:: EXCERPT PROVIDED ::

Are people guilty for the sins of their ancestors?

Should they?

Really? can you point us in the direction of such findings?

And the ones who don’t?

“Got on”?

The criminal. Why should he blame the victim?

Nope. I hope your question isn’t serious.

I asked about guilt regarding enjoying the benefits, not about guilt for the sins of their ancestors.

It’s very easy to find African-Americans who feel they have benefitted from their ancestors coming to the US as slaves. First you read the memoir by the Washington Post reporter Keith Richburg, called “Out of America: A Black Man Confronts Africa”, and if you do a little looking, you’ll run across plenty of similar people. I even worked right next to such people when I was taking low-paid factory jobs as a student. They know the slaves suffered, but they think that by the late 20th century the advantages to them far, far outweighed the disadvantages.

Nobody is to be blamed for the sins of others, even if they were their ancestors’. However, [size=150]thinking[/size] the wrong deeds as above criticism or something that had to be done is a whole different story.

We’re back to Jamie’s “I know a man/woman/friend/dog who…” ploy.

The point is not that you know a few black people who feel they have benefitted from their ancestors’ enslavement. I’d like to know how you feel and what you’d say to the ones who claim they haven’t benefitted.

Would you say to them “Well f*ck off back to Africa then. See how you like life over there!”?

What ploy? I happen to have gotten around a lot and met a lot of different kinds of people. And they talk to me.

A LOT of black people…

Not from the enslavement, but from the fact that the enslavement happened here and not in, say, Nigeria.

The ones who claim they haven’t benefitted are generally in two categories:

  1. People who don’t take advantage of the opportunities available to them, such as the crackhead I met who was panhandling outside the supermarket the other day, or the people who drop out of high school and sit on the porch all day.

:::
:: DATA ::

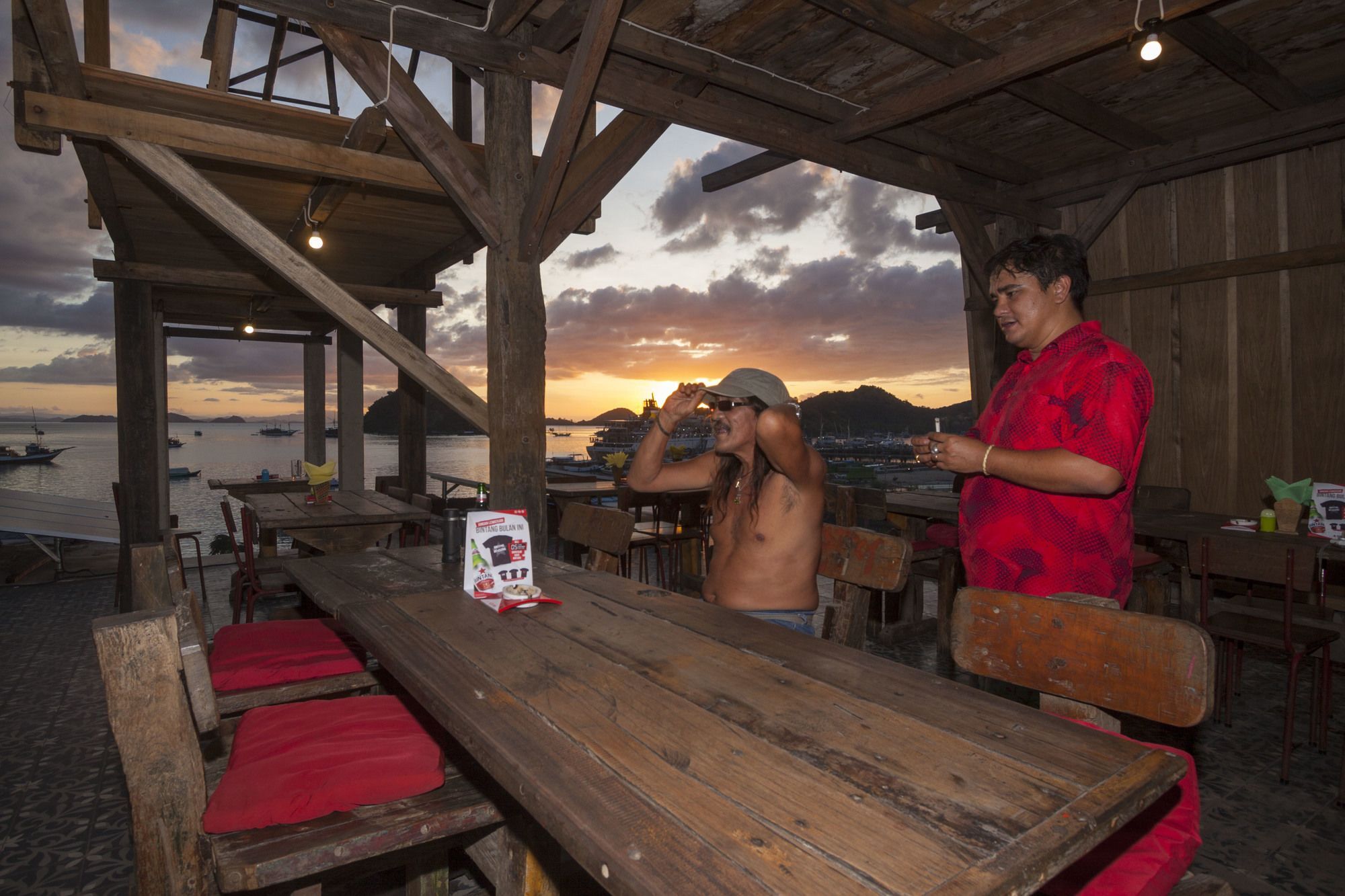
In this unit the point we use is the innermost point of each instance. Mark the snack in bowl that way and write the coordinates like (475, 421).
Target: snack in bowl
(523, 592)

:::

EXERCISES TO COMPLETE
1. In the forum thread on ancestral guilt, what is the title of the memoir by Keith Richburg?
2. In the forum thread on ancestral guilt, what options are separated by slashes in the phrase attributed to Jamie's ploy? List them all.

ANSWERS TO THE TASKS
1. "Out of America: A Black Man Confronts Africa"

2. man, woman, friend, dog